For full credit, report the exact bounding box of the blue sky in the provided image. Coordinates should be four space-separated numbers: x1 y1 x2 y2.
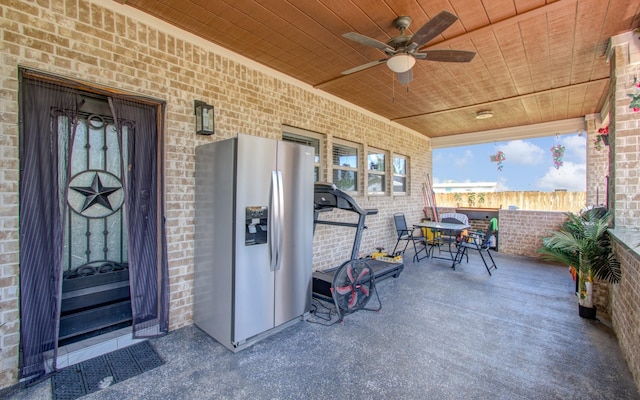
433 133 587 192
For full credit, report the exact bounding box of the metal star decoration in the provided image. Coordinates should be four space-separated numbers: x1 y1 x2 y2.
70 173 121 211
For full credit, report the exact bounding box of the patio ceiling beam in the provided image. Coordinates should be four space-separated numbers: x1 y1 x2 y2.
431 117 586 149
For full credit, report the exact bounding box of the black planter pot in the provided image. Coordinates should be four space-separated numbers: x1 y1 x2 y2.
578 304 596 319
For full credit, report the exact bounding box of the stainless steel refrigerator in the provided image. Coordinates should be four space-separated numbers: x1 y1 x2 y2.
194 134 315 352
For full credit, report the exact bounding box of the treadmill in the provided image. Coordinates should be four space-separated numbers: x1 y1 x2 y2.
313 183 404 300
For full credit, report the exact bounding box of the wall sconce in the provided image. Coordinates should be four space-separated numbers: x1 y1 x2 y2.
194 100 213 135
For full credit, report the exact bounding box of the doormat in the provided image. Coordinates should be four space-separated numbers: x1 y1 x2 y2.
51 341 164 400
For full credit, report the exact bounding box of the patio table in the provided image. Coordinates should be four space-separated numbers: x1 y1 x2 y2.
413 221 471 269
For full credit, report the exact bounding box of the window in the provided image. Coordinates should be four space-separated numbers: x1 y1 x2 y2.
393 155 407 194
333 143 358 192
367 150 387 194
282 126 322 182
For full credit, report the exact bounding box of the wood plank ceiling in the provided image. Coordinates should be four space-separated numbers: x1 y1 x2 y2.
115 0 640 145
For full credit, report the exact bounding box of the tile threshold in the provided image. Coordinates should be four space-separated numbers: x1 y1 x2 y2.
56 327 147 369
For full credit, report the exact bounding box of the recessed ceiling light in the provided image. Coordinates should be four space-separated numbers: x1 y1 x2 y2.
476 111 493 119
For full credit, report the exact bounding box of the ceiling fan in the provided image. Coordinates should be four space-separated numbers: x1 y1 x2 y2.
342 11 476 84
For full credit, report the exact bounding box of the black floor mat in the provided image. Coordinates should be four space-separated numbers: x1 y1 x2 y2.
51 341 164 400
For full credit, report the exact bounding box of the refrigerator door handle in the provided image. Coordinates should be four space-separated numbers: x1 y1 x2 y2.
269 171 280 271
275 171 284 271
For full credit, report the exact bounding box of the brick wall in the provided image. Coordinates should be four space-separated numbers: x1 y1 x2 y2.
498 210 566 257
586 118 610 206
609 32 640 394
0 0 431 388
609 40 640 228
611 241 640 387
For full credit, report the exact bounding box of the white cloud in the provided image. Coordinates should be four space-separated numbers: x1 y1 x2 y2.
498 140 544 165
536 161 587 192
453 150 473 168
560 134 587 163
496 175 509 192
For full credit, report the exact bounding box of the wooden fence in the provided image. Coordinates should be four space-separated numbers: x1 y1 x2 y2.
436 191 586 212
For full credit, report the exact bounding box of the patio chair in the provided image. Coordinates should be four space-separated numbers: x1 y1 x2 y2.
391 213 429 261
453 229 498 276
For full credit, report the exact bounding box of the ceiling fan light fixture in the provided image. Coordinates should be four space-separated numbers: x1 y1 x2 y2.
387 54 416 74
476 111 493 119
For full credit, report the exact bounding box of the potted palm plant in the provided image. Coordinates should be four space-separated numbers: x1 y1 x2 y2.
538 208 620 318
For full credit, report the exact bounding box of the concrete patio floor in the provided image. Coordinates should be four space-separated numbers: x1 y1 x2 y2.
5 253 640 400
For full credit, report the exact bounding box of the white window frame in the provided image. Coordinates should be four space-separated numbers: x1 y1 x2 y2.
391 154 409 196
331 139 361 194
366 147 389 196
282 125 325 182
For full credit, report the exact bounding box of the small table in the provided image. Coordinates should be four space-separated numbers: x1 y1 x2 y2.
413 221 471 269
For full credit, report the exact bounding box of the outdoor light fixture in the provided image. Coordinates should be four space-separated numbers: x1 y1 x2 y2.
194 100 213 135
476 111 493 119
387 53 416 74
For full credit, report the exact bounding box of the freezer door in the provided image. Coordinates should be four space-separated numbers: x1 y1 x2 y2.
274 142 314 326
232 135 278 343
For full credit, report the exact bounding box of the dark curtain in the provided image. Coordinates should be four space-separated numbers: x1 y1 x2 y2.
20 77 81 381
109 97 169 338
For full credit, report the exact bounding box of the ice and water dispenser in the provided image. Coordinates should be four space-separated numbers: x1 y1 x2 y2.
244 206 269 246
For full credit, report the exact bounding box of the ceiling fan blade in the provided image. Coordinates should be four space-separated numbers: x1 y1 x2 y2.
342 58 387 75
408 11 458 51
425 50 476 62
342 32 395 52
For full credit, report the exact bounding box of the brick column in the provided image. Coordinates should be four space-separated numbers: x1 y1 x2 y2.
609 32 640 228
585 114 609 206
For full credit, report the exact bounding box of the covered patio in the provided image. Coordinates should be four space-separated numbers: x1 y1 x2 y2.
9 252 640 400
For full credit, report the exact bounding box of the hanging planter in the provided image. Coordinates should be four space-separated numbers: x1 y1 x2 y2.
489 150 506 171
593 126 609 151
551 144 564 169
627 76 640 112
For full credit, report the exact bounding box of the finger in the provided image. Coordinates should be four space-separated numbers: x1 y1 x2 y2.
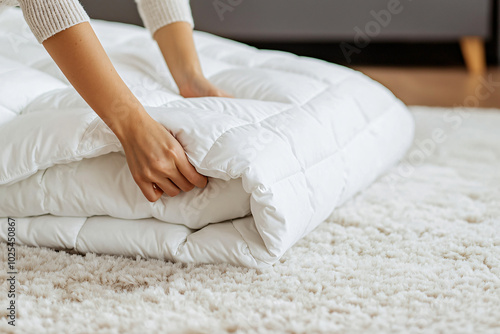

• [WORK REQUIRED]:
Reproduce all of the data above verbatim, line for line, leaving out the pictures.

• [SOLUTION TO THIS TASK]:
For full credit, report the exact bounding box of the blue sky in the provided image. Coordinates should be four space-separated numbers: x1 y1 x2 y2.
433 133 587 192
For full credit, report the exact bounding box of the metal star decoration in the provided image. Coordinates should be four space-separated numbers: x1 y1 x2 y2.
70 173 121 211
For full credit, report the exact bounding box of the patio ceiling beam in the provided image. Coordinates should be four space-separated numbers: x1 y1 x2 y2.
431 117 586 149
For full credit, report the exact bounding box of the black planter pot in the provided image. Coordinates should be four space-separated numbers: x1 y1 x2 y2.
578 304 596 319
For full credit, report the exact bounding box of the stainless steel refrigerator in the provided image. Coordinates should be four space-separated numbers: x1 y1 x2 y2.
194 134 315 352
For full credit, report the exact bounding box of the treadmill in the provided image. Coordinates should be four space-separated numbers: x1 y1 x2 y2.
313 183 404 300
For full credit, report the exact bounding box of the wall sconce in the provided image. Coordinates should be four space-separated numbers: x1 y1 x2 y2.
194 100 213 135
For full credit, report the exact bounding box of the doormat in the provided image. Coordinates should be four space-separated numbers: x1 y1 x2 y2.
51 341 164 400
For full credit, report the exact bounding box of the patio table in the provided image. Coordinates should be four space-separated numbers: x1 y1 x2 y2.
413 221 471 269
For full credit, report the exact bounding box of the window in the provided image. Coordinates should be four space-separated numbers: x1 y1 x2 y2.
393 155 407 194
333 143 358 192
367 150 387 194
282 126 322 182
For full credit, report the exact bounding box of the wood plank ceiling in the provided image. Coordinates should be four space-separated numbers: x1 y1 x2 y2.
115 0 640 145
For full credit, report the exact bounding box of the tile threshold in the provided image. Coordinates should be four space-separated numbers: x1 y1 x2 y2.
56 327 147 369
For full credit, report the exact bounding box of the recessed ceiling light in the provided image. Coordinates should be four space-separated numbers: x1 y1 x2 y2.
476 111 493 119
For full credit, report the exact bounding box of the ceiling fan in the provided image. Coordinates should be four space-separated numbers: x1 y1 x2 y2.
342 11 476 84
For full credit, report the exact bounding box of the black floor mat in the provided image. Coordinates should be four space-separated numbers: x1 y1 x2 y2.
51 341 164 400
For full credit, report the exact bounding box of the refrigerator door handle in the provided image. Coordinates should be four space-separated numbers: x1 y1 x2 y2.
269 171 280 271
275 171 284 271
For full credit, report the exact bounding box of the brick wall in the provided image. Coordinates should be four space-separated numbers: x1 y1 x2 y2.
498 210 566 257
586 118 610 206
609 32 640 394
0 0 431 388
609 40 640 228
611 241 640 387
For full credit, report the exact bounding box of the white cloud in the provided image. Coordinates should be four space-separated numbers: x1 y1 x2 y2.
498 140 544 165
536 161 587 192
453 150 473 168
560 134 587 163
496 175 509 192
For full credit, report the exact bounding box of the wooden fence in the provided image. Coordinates should be four space-separated numbers: x1 y1 x2 y2.
436 191 586 212
For full credit, report the exact bounding box of the patio chair in the provided image. Coordinates should be four space-separated numbers: x1 y1 x2 y2.
391 213 429 261
453 229 498 276
For full credit, report the exact bounding box of the ceiling fan light fixture in the provided image. Coordinates should be four space-separated numbers: x1 y1 x2 y2.
387 54 416 74
476 111 493 119
For full credit, report the exact bounding box of the potted palm plant in the provided image. Coordinates should be four space-separated numbers: x1 y1 x2 y2.
538 208 620 318
For full credit, report the exact bounding box of the concrete patio floor in the provided image. Coordinates should be four space-separated numbers: x1 y1 x2 y2.
5 253 640 400
For full credit, report the exact bounding box of the white window frame in the provided image. Coordinates should be four space-separated numbers: x1 y1 x2 y2.
391 154 409 196
331 139 361 194
366 147 389 196
282 125 325 182
For full credit, report the exact bounding box of the small table in the provided image. Coordinates should be four space-separated numbers: x1 y1 x2 y2.
413 221 471 269
For full credit, report the exact bounding box of the outdoor light fixture in the provided image. Coordinates should be four space-separated numbers: x1 y1 x2 y2.
194 100 213 135
476 111 493 119
387 53 416 74
For full credit, report the exact bounding box of the freezer door in the provided image. Coordinates should be four space-separated numbers: x1 y1 x2 y2.
274 142 314 326
232 135 278 343
For full credit, report the exact bounding box of the dark curtain in the provided image. Coordinates should be four space-separated numbers: x1 y1 x2 y2.
20 77 81 381
109 97 169 338
For full credit, report the exact bounding box of the ice and water dispenser in the provided image. Coordinates should be four space-separated numbers: x1 y1 x2 y2.
244 206 269 246
For full credit, report the exact bounding box of the ceiling fan blade in the provided image. Coordinates should be four space-separated numbers: x1 y1 x2 y2.
342 58 387 75
408 11 458 51
425 50 476 62
342 32 395 52
For full credit, report the exact bounding box of the brick column in the provided image. Coordinates should be four space-separated numbers: x1 y1 x2 y2.
609 32 640 228
585 114 609 206
For full credit, report the exact bounding box of the covered patio in the provided image. Coordinates should be four space-separated numbers: x1 y1 x2 y2.
9 252 640 400
For full credit, report the exact bounding box of the hanging planter in the provided image. Coordinates should be four space-separated numbers: x1 y1 x2 y2.
489 150 506 171
593 126 609 151
551 144 564 169
627 76 640 112
For full credit, report the exact bounding box of the finger in the provided image. Coordinates should be four space-separated numbers: x1 y1 x2 y2.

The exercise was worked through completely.